> Actions to take:
1/ In the comment thread below about the anti-Muslim movie and the protests, list each thing the sentence starting "Act like grown ups" tells readers to do.
2/ Extend the comment thread below about the anti-Muslim movie and the protests by adding text that follows on from its last comment.

I doubt it. You’d have to either scare the crap out of everyone or do it for so long a cop wandered by. People shouting on the street corner is not an unusual occurrence and the police have better things to do than arrest people for yelling.
If someone throws abuses at your face its a different scenario. But in this era of internet, you can’t react with violence, damage public property when someone abuses your belief anonymously sitting in a safe far-off place.
Act like grown ups, ignore it and continue with your life. Next time, no one will bother making and uploading such content and you will build respect for your religion.
Something interesting I learned by way of Hitchens is that Jefferson was fully aware of the depravity of slavery (making him a hypocrite). More info here.
But of course we must bear in mind, protesters in that part of the world always keep a few RPGs handy, so it could have just been a coincidence they got a little carried away.
Once again, your sneering is completely off base. The recent developments about the probable origins and exploitation of the anti-Muslim movie don’t in any way affect the validity of the original statement of the US Embassy in Cairo that this thread is about.

> Given information:
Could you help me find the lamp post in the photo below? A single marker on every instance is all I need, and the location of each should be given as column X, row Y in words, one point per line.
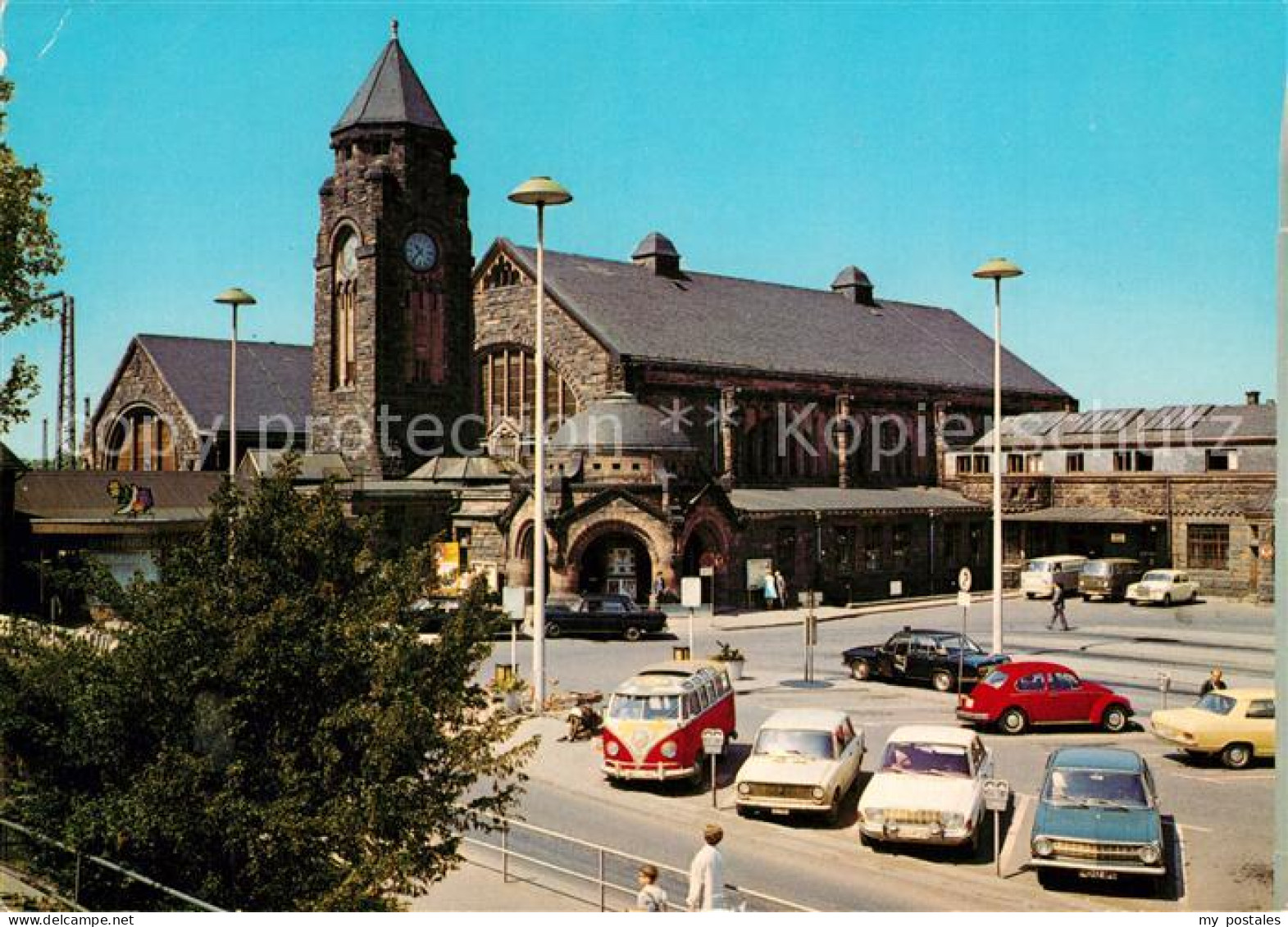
column 540, row 192
column 997, row 270
column 234, row 298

> Written answers:
1/
- Act like grown ups
- Ignore it
- Continue with your life

2/
To refresh our memories, here’s that original statement again, as quoted in the OP:
It doesn’t make a shred of difference to the free-speech issues involved whether the “misguided individuals” who “abused the universal right of free speech” in order to “hurt the religious feelings of Muslims” by promulgating this movie were solely Islamophobic non-Muslims, as originally thought, or included opportunistic Muslim-extremist jihadis trying to use Muslim outrage as a screen for their terror attacks, as now seems likely.
The US Embassy was still perfectly correct to denounce and repudiate the movie as an abuse of the right of free speech even as it upheld the abusers’ fundamental right not to have their expression squelched by “the enemies of democracy”.
Good work on the part of our official government spokespersons, sez I.